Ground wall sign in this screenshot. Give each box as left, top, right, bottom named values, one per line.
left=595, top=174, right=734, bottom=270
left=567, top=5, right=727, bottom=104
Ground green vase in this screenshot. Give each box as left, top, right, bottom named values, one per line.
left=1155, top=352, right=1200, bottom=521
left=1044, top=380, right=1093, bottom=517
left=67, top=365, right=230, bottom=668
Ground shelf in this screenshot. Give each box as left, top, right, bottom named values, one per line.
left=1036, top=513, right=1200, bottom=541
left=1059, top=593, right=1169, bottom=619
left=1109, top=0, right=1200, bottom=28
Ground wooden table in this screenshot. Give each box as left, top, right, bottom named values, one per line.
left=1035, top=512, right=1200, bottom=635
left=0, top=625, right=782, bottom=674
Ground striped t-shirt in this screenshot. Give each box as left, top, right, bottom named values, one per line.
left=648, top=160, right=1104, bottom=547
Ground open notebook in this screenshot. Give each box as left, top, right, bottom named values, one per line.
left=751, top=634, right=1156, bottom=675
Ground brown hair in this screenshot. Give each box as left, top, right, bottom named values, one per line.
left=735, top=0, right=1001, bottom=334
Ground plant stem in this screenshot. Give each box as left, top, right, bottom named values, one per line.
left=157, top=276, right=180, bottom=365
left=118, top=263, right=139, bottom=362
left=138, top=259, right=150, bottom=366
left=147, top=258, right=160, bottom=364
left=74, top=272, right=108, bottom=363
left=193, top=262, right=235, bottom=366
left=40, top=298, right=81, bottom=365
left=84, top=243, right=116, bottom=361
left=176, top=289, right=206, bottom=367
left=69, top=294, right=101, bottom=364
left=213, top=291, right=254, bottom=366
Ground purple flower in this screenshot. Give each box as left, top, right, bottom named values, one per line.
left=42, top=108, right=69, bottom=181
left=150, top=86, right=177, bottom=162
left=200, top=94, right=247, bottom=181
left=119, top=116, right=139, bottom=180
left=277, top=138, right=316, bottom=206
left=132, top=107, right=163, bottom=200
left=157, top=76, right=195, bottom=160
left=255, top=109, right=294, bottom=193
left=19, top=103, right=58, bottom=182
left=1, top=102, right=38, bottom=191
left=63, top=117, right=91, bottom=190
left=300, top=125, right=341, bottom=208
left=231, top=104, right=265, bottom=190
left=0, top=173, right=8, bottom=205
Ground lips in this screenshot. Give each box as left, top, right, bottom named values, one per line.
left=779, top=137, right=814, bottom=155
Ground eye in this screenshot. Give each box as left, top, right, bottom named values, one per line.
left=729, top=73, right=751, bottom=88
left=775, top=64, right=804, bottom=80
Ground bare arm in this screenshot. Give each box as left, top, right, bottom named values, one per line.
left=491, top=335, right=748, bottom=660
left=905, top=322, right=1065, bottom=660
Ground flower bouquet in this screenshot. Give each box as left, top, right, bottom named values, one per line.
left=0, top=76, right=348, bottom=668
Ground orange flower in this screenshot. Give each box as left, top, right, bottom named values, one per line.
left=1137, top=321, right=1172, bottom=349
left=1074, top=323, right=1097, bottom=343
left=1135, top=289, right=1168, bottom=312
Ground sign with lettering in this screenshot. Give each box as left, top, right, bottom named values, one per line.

**ASSIGNED TASK**
Only the lines from the one holding "Ground bare arm" to the end of the material are wanted, each transcribed exactly.

**RESULT OF THE EXERCISE**
Ground bare arm in this screenshot. Give each box as left, top, right, bottom named values, one per line.
left=491, top=335, right=748, bottom=660
left=905, top=322, right=1065, bottom=660
Ground flower bouquet in this screenshot. Give each box as left, top, right, bottom named values, one per line.
left=0, top=76, right=348, bottom=668
Ground orange flower in this screenshot. Give each box as left, top, right, bottom named values, one per line.
left=1137, top=321, right=1172, bottom=349
left=1074, top=323, right=1097, bottom=343
left=1135, top=289, right=1168, bottom=312
Ground sign with lettering in this screenshot. Give each box as left, top, right, bottom named values, one per line.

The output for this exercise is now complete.